───── Records supplied

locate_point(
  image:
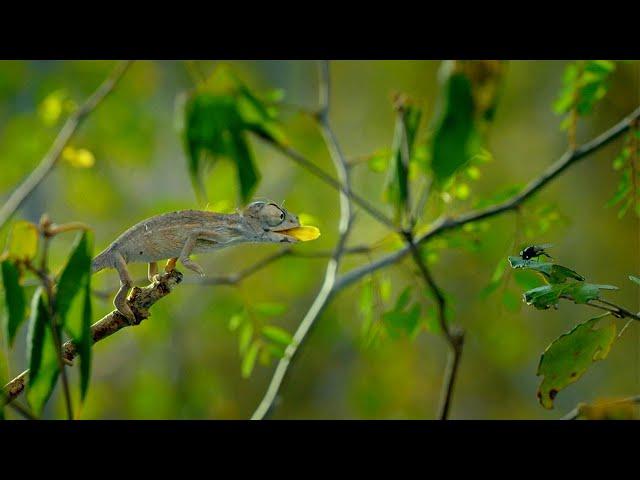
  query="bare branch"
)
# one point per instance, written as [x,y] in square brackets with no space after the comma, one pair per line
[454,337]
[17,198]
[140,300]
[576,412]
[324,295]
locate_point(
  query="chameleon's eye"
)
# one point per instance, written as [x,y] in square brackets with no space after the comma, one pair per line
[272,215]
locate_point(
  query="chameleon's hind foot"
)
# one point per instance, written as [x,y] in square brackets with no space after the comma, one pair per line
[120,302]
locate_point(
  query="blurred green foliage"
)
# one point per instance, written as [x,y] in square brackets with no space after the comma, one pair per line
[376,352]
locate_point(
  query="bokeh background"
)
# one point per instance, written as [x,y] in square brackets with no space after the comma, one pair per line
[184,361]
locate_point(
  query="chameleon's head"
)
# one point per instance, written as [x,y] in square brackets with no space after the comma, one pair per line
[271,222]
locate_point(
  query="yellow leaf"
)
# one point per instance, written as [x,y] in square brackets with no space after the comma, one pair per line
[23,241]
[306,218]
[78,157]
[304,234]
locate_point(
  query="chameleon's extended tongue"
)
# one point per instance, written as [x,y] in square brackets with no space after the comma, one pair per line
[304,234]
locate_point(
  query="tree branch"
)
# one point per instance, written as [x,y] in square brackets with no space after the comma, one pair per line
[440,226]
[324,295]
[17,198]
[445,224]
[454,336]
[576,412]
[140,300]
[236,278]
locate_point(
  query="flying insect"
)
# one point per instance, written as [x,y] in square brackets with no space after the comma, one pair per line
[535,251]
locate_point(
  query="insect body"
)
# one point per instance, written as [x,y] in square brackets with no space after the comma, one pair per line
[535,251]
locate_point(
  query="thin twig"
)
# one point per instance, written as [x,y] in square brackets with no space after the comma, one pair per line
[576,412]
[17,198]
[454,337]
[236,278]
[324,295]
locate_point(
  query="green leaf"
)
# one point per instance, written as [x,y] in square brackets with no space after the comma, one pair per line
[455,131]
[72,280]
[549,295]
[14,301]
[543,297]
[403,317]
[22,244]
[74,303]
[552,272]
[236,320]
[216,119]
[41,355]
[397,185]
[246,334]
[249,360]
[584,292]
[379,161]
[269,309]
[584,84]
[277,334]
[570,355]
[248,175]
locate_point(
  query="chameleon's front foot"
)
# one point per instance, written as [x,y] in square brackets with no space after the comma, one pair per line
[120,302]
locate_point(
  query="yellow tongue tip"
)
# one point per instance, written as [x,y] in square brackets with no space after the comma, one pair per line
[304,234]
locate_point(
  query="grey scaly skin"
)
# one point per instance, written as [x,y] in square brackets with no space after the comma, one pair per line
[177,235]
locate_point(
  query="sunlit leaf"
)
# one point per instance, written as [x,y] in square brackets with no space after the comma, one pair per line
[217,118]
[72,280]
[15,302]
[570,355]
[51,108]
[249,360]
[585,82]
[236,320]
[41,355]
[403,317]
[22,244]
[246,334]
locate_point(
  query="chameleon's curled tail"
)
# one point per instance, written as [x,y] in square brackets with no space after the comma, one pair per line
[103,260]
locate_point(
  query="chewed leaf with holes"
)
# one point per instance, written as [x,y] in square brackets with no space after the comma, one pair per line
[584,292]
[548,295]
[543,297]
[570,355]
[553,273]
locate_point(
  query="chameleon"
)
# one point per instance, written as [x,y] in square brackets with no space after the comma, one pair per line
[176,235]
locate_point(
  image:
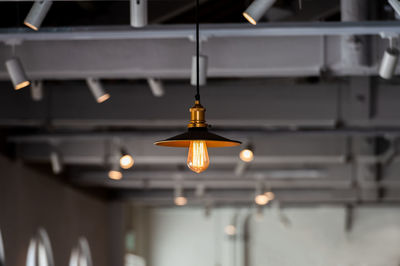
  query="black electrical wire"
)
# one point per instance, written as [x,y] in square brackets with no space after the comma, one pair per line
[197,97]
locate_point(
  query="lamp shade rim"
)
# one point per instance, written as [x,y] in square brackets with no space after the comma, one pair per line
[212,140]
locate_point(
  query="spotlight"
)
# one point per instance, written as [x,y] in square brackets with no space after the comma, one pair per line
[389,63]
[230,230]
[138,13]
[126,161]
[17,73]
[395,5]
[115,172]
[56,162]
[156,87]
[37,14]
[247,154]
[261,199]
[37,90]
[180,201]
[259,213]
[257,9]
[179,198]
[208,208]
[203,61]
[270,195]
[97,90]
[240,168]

──────────

Write out the listing above exactly as it stands, pictures excluded.

locate_point(
  image:
  query="bare branch"
)
# one point per instance, written as [x,y] in square brackets with no space after the comma, one pair per line
[454,337]
[17,198]
[140,300]
[576,412]
[324,295]
locate_point(
  query="chameleon's eye"
)
# one point per instance, written as [x,y] in square brackets with no space after the comma, one pair per line
[272,215]
locate_point(
  query="chameleon's hind foot"
)
# one point per instance, written as [x,y] in square brackets with no space after the comma, one pair per line
[120,302]
locate_point(
  query="blurred green foliage"
)
# one point per instance, written as [x,y] in square brackets with no space after the comma, one pair per line
[376,352]
locate_point(
  query="bokeh background"
)
# one point per instance, written as [x,y] in square brackets with no space after the comma, one pair per line
[184,361]
locate_point(
  query="chameleon's head"
)
# one point per instance, written as [x,y] in square brackets with no space after the comma, one pair per line
[271,222]
locate_point(
  query="yellow leaf"
)
# one point per instance, written as [x,y] in square brackets with no space after the comma, one pair per line
[23,241]
[306,218]
[78,157]
[304,234]
locate_point(
  query="chameleon's extended tongue"
)
# one point per instance, written as [x,y] in square brackets with no space after the comma, one pair per line
[304,234]
locate_point(
  query="tree branch"
)
# one point per instance, written as [x,y] in square brackets with no space after the comma, one pair per line
[440,226]
[324,295]
[17,198]
[445,224]
[454,336]
[576,412]
[140,300]
[236,278]
locate_point(
  query="flying insect"
)
# one point per instance, written as [x,y] in square brackets with no space after the comma, one pair per line
[535,251]
locate_point(
  query="insect body"
)
# one point per instance, written as [x,y] in square brackets with no space after the comma, one pair per line
[535,251]
locate_point(
  query="thin twig"
)
# one point per instance, written as [x,y] in square brackets with no space after the comma, one pair per line
[576,412]
[17,198]
[454,337]
[236,278]
[324,295]
locate_point(
  query="green leaf"
)
# one point per instance, written as [x,y] in square brackets with no space after the comma, one pair per line
[455,131]
[72,280]
[549,295]
[14,301]
[543,297]
[403,317]
[22,244]
[74,303]
[552,272]
[236,320]
[216,119]
[41,355]
[397,185]
[246,334]
[249,360]
[584,292]
[379,161]
[269,309]
[584,84]
[277,334]
[570,355]
[248,175]
locate_point(
  query="chameleon's front foot"
)
# one point per instance, written as [x,y] in square brackets with no space after the comma, one pair per line
[120,302]
locate_point(
  query="yellow tongue tip"
)
# one point per instance, written as [x,y] in square brackets with no space after the comma, one pair per line
[304,234]
locate_point(
  query="grey scaly skin"
)
# one point per instance, written as [x,y] in square brackets with no space after the comma, one pair per line
[177,235]
locate_point(
  query="sunlit leaf"
)
# one point per instance, written as [x,y] in square brackets with no space after the comma, one pair per line
[217,118]
[72,280]
[15,302]
[570,355]
[51,108]
[249,360]
[585,82]
[236,320]
[41,355]
[403,317]
[22,244]
[246,334]
locate_point(
  query="chameleon's curled tail"
)
# one point per instance, written as [x,y] in square brackets with no space after the comma, one pair per line
[103,260]
locate_point(
  query="chewed leaf with holes"
)
# one point per instance, written as [x,y] in square brackets with no space after the comma, one pair per line
[584,292]
[548,295]
[543,297]
[570,355]
[553,273]
locate_point(
  query="chameleon"
)
# one point per instance, written as [x,y] in square brackets with no space after the comma, one pair per line
[176,235]
locate_point(
  image:
  query="black electrical wire"
)
# one point per instance, written as [x,y] in square brackets with no space after the comma, one pair per line
[197,97]
locate_point(
  query="lamp shade rim"
)
# one point per instance, written as [x,y] in square brackets with no space after the comma, one pair per line
[212,140]
locate_point(
  query="spotlight"
)
# one point per instance, written as [x,y] in square brackets with no space after the comma, one pair per line
[389,63]
[230,230]
[138,13]
[126,161]
[17,73]
[395,5]
[115,172]
[56,162]
[156,87]
[37,14]
[247,154]
[261,199]
[37,90]
[180,201]
[259,213]
[257,9]
[179,198]
[208,208]
[203,61]
[270,195]
[97,90]
[240,168]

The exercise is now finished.